> **GIVEN RECORDS**
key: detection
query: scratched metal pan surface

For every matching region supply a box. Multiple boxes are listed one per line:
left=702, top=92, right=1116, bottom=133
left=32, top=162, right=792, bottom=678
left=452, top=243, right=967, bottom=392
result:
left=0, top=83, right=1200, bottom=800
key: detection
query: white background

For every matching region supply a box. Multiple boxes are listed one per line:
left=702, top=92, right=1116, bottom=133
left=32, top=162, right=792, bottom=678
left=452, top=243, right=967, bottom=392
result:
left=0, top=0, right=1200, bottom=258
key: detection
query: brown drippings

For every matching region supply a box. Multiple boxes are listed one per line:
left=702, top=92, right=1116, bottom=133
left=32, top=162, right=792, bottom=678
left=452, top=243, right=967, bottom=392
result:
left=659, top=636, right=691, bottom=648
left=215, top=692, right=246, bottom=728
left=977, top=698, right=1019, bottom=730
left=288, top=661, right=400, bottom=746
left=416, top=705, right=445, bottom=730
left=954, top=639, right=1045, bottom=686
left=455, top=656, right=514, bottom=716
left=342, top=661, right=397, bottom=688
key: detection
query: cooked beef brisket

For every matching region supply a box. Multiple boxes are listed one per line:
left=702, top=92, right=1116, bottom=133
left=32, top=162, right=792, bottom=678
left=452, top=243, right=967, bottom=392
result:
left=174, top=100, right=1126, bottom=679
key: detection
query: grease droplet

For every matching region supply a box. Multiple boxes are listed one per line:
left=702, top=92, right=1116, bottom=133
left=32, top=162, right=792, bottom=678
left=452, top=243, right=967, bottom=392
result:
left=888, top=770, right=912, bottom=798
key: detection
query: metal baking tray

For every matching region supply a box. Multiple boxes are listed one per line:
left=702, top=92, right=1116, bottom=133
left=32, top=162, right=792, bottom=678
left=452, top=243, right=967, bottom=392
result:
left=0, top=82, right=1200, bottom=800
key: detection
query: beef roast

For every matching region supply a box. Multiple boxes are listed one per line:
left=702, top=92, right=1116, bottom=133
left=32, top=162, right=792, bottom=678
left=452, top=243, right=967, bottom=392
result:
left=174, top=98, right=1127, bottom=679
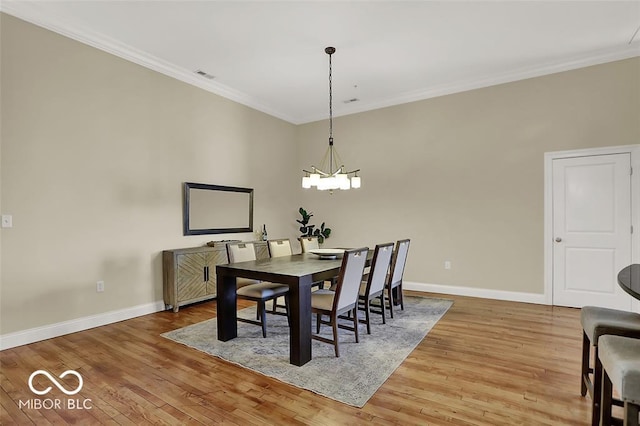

> **EXERCISE INSTRUCTIONS**
Reproduce the entire listing above word for word, omitting the pictures.

> **ANSWER TO THE EXERCISE**
key: detection
query: scratched metal pan surface

For every matching region supply a box. Multiple boxes are listed one per line:
left=702, top=92, right=1116, bottom=133
left=32, top=162, right=792, bottom=678
left=452, top=243, right=967, bottom=392
result:
left=0, top=83, right=1200, bottom=800
key: detection
query: white background

For every matching region supply a box. Multiple boxes are listed one per line:
left=702, top=92, right=1116, bottom=133
left=32, top=162, right=792, bottom=678
left=452, top=243, right=967, bottom=392
result:
left=0, top=0, right=1200, bottom=258
key: detection
query: brown drippings

For every matching region supply a box. Multiple boxes are listed one per line:
left=702, top=92, right=1116, bottom=133
left=32, top=162, right=792, bottom=678
left=452, top=243, right=967, bottom=392
result:
left=659, top=636, right=691, bottom=648
left=215, top=692, right=246, bottom=728
left=977, top=698, right=1019, bottom=730
left=288, top=661, right=400, bottom=746
left=416, top=705, right=445, bottom=730
left=954, top=639, right=1045, bottom=686
left=455, top=656, right=514, bottom=716
left=342, top=661, right=397, bottom=688
key: detection
query: cooked beef brisket

For every matching region supply a box. Multiple boxes are listed one per line:
left=702, top=92, right=1116, bottom=133
left=32, top=162, right=792, bottom=678
left=452, top=243, right=967, bottom=392
result:
left=174, top=100, right=1126, bottom=679
key: detection
query: grease droplet

For every matching region supply a box. Multiple boxes are listed one per line:
left=702, top=92, right=1116, bottom=133
left=32, top=162, right=792, bottom=678
left=452, top=243, right=967, bottom=392
result:
left=888, top=770, right=912, bottom=798
key: detection
query: metal baking tray

For every matching region supply a box. Multiple boxes are listed one per line:
left=702, top=92, right=1116, bottom=133
left=32, top=162, right=792, bottom=678
left=452, top=243, right=967, bottom=392
result:
left=0, top=82, right=1200, bottom=800
key: detection
query: beef roast

For every matching region supply a box. Multiple boxes are listed one per line:
left=702, top=92, right=1116, bottom=133
left=32, top=162, right=792, bottom=678
left=452, top=243, right=967, bottom=392
result:
left=174, top=98, right=1127, bottom=679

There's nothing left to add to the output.